:: Provided text ::
☆ ☆ ☆ ☆ ☆ ☆ ☆
I am not going to put it on here, but if you want to see some of the information I received and the good faith estimates to see some examples, let me know.
Thanks guys. I'm definitely in no position to purchase a home, especially if that's the case. I probably won't be able to purchase a home for another 10 years or so if I have to save that much money. I was just curious where people got their money from... I know some people get the money from their parents or from inheritance (such as Mike D's case) but I have neither so I'll be stuck renting for the rest of my life
Before you get discouraged though, just simply ask a mortgage dept, perhaps at your local bank, and see what the different rates would be. Another good resource is www.daveramsey.com/tools/mortgage-calculator/ to see what your payments would look like. When you use this though, it doesn't include homeowners insurance or property tax which is added to the payments and paid by the bank. This added roughly 90-100 a month for me.
I think 20% is pretty rich. I did alot of IT work for a big mortgage broker in memphis, and they said that you must have 3% for a minimum down payment, but that they usually want to you have 6% for a down payment. Like wolf said, there are other fees that will be due at closing as well.
A good way to save for your down payment:
Find your comfortable monthly payment (this should ONLY include house note, home owners insurance, electricity, water, sewer, and gas).
☆ ☆ ☆ ☆ ☆ ☆ ☆
:: Material for this exercise ::
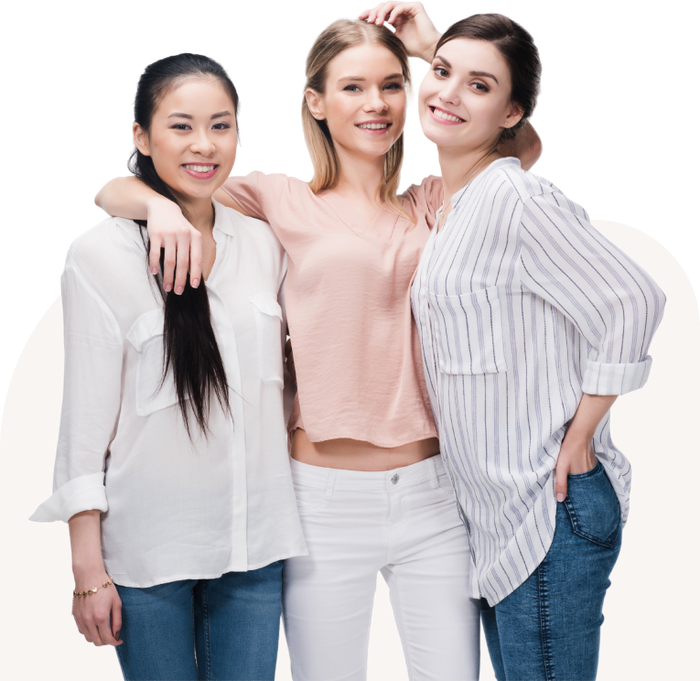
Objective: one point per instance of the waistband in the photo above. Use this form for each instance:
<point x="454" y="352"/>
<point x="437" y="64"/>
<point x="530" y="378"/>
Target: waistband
<point x="427" y="470"/>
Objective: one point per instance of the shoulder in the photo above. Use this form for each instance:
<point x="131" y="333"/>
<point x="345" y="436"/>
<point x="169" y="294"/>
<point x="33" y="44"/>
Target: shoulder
<point x="531" y="189"/>
<point x="427" y="191"/>
<point x="109" y="240"/>
<point x="255" y="232"/>
<point x="265" y="182"/>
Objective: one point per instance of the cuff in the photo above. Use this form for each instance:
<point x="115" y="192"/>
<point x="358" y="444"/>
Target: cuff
<point x="80" y="494"/>
<point x="616" y="379"/>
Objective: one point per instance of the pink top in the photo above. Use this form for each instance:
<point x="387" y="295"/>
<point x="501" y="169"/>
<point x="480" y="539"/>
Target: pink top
<point x="356" y="349"/>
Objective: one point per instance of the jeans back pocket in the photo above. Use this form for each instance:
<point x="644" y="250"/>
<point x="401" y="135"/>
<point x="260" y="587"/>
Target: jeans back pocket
<point x="593" y="507"/>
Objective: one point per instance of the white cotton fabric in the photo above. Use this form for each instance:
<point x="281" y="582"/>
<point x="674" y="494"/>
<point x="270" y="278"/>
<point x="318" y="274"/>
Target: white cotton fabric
<point x="174" y="508"/>
<point x="522" y="306"/>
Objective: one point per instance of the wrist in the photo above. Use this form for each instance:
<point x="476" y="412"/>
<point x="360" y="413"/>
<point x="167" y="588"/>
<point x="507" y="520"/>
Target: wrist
<point x="160" y="204"/>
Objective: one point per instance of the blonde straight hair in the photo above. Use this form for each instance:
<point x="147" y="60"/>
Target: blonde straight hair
<point x="337" y="37"/>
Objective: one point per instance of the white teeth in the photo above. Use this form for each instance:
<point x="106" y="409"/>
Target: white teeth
<point x="200" y="169"/>
<point x="446" y="116"/>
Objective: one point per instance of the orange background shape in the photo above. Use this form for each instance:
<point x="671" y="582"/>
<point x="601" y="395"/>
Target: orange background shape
<point x="650" y="625"/>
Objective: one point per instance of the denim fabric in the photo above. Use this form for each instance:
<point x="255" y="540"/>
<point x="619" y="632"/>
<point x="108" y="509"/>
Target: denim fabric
<point x="203" y="630"/>
<point x="548" y="629"/>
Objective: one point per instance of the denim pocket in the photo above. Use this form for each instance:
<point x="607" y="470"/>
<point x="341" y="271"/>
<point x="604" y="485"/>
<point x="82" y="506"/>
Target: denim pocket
<point x="593" y="507"/>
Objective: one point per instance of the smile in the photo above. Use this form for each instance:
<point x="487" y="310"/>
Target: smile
<point x="445" y="116"/>
<point x="200" y="172"/>
<point x="199" y="169"/>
☆ ☆ ☆ ☆ ☆ ☆ ☆
:: To be done ::
a) Print the home-buying discussion between "I think 20%" and "closing as well.", inclusive.
b) Update the rows from the line containing "Objective: one point per instance of the wrist" through the last row by replacing "Target" with "Label", and keep everything else unchanged. Give only those lines.
The rows are separate from the home-buying discussion and unrelated to it.

:: Responses by task ::
a)
I think 20% is pretty rich. I did alot of IT work for a big mortgage broker in memphis, and they said that you must have 3% for a minimum down payment, but that they usually want to you have 6% for a down payment. Like wolf said, there are other fees that will be due at closing as well.

b)
Objective: one point per instance of the wrist in the photo above. Use this form for each instance:
<point x="476" y="412"/>
<point x="360" y="413"/>
<point x="167" y="588"/>
<point x="507" y="520"/>
Label: wrist
<point x="160" y="204"/>
Objective: one point per instance of the blonde straight hair in the photo above. Use this form for each instance:
<point x="147" y="60"/>
Label: blonde straight hair
<point x="337" y="37"/>
Objective: one point per instance of the white teeth in the photo above. Use this form for each instance:
<point x="106" y="409"/>
Label: white teeth
<point x="200" y="169"/>
<point x="446" y="116"/>
Objective: one point per instance of the orange background shape in the photo above. Use this form for each instance:
<point x="671" y="582"/>
<point x="601" y="395"/>
Label: orange background shape
<point x="650" y="625"/>
Objective: one point per instance of the denim fabric in the photo above. Use this form for each instance:
<point x="255" y="540"/>
<point x="619" y="632"/>
<point x="108" y="509"/>
Label: denim fabric
<point x="203" y="630"/>
<point x="548" y="629"/>
Objective: one point per instance of the denim pocket in the photo above. Use this form for each instance:
<point x="607" y="470"/>
<point x="341" y="271"/>
<point x="604" y="485"/>
<point x="82" y="506"/>
Label: denim pocket
<point x="593" y="507"/>
Objective: one point per instance of the smile in the photo above. Use this form for each instance:
<point x="487" y="310"/>
Label: smile
<point x="445" y="116"/>
<point x="200" y="172"/>
<point x="199" y="169"/>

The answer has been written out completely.